__TASK OBJECTIVE__
Copy all the items below word for word, leaving the picture out of your answer.

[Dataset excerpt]
★ ★ ★ ★

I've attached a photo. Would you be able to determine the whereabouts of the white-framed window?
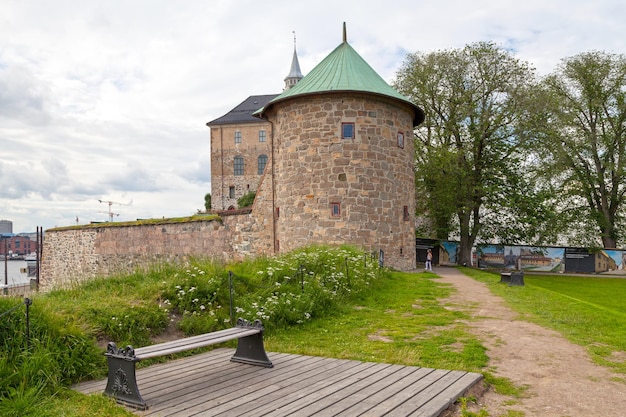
[341,122,354,139]
[257,155,267,175]
[234,156,243,175]
[397,132,404,148]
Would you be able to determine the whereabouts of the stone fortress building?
[207,24,424,270]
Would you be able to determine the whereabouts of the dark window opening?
[234,156,243,175]
[257,155,267,175]
[341,123,354,139]
[398,132,404,148]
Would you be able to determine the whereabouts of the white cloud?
[0,0,626,232]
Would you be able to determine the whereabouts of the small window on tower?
[398,132,404,148]
[233,156,243,175]
[257,155,267,175]
[341,123,354,139]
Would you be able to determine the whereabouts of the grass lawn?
[462,268,626,374]
[265,272,488,372]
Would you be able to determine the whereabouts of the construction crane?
[98,200,133,222]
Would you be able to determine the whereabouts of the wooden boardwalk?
[74,348,482,417]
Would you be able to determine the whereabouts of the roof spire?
[283,30,304,91]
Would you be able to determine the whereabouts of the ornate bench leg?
[104,342,148,410]
[230,319,274,368]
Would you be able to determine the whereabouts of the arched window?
[234,156,243,175]
[258,155,267,175]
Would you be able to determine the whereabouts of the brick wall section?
[40,218,259,291]
[211,120,271,210]
[268,93,415,270]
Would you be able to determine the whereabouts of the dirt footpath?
[434,267,626,417]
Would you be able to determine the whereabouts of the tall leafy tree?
[536,51,626,248]
[395,42,534,264]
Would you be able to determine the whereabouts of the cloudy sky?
[0,0,626,233]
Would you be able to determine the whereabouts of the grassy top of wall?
[47,214,222,231]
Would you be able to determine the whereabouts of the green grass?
[462,268,626,374]
[266,272,488,371]
[7,247,626,417]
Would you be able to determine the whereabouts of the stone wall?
[40,214,263,290]
[260,93,415,270]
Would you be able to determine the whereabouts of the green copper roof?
[254,26,424,126]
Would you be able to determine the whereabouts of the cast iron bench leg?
[230,319,274,368]
[104,342,148,410]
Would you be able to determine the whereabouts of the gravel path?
[434,267,626,417]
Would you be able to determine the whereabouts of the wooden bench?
[104,319,274,410]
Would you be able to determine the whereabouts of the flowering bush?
[161,246,382,334]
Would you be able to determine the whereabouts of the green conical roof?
[254,24,424,126]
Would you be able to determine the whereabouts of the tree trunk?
[456,211,475,266]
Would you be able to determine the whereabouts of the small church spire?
[284,31,304,90]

★ ★ ★ ★

__COMPLETE RESPONSE__
I've attached a photo. Would you be able to determine the whereabouts of the white-framed window?
[341,122,354,139]
[257,155,267,175]
[234,156,243,175]
[397,132,404,148]
Would you be able to determine the whereabouts of the stone fortress building?
[207,24,424,270]
Would you be able to determine the whereabouts of the dark window opening?
[234,156,243,175]
[257,155,267,175]
[341,123,354,139]
[398,132,404,148]
Would you be able to determine the whereabouts of the white cloud?
[0,0,626,232]
Would you be able to determine the whereabouts of the small window on tower?
[398,132,404,148]
[233,156,243,175]
[257,155,267,175]
[341,123,354,139]
Would you be able to determine the whereabouts of the grass lawn?
[462,268,626,374]
[265,272,488,372]
Would you be able to determine the whereabouts of the construction crane?
[98,200,133,222]
Would you be able to determine the whereabouts of the wooden boardwalk?
[74,348,482,417]
Would you be able to determine the whereabouts of the roof spire?
[283,30,304,91]
Would you be able to determine the whereabouts of the ornate bench leg?
[104,342,148,410]
[230,319,274,368]
Would you be able to determine the whereabouts of the arched window?
[234,156,243,175]
[258,155,267,175]
Would you be able to determine the whereabouts of the brick wall section?
[40,218,259,291]
[211,120,271,210]
[268,93,415,270]
Would you be able to determine the whereabouts of the dirt footpath?
[434,267,626,417]
Would you be able to determine the whereabouts of the tall leafy tree?
[536,51,626,248]
[395,42,534,264]
Would you be able to determine the whereabouts of the cloudy sky?
[0,0,626,233]
Would you be able to determine the whereabouts of the grassy top of wall?
[47,214,222,231]
Would you be able to determine the whereabouts of the green grass?
[462,268,626,374]
[266,272,488,371]
[7,247,626,417]
Would you be able to determine the whereabouts of the stone wall?
[40,214,263,290]
[260,93,415,270]
Would you be able to determine the whereabouts of the green copper roof?
[254,26,424,126]
Would you be able to determine the whereabouts of the cast iron bench leg?
[230,319,274,368]
[104,342,148,410]
Would you be able to determine the whereabouts of the gravel path?
[434,267,626,417]
Would you be able to determine the whereabouts of the wooden bench?
[104,319,274,410]
Would you be able to determine the whereabouts of the flowering bush?
[161,246,382,334]
Would you be able to determine the whereabouts of the green conical roof?
[254,24,424,126]
Would you be able to determine the whereabouts of the tree trunk?
[456,211,475,266]
Would you be able to determine the whereabouts of the small church spire?
[284,31,304,90]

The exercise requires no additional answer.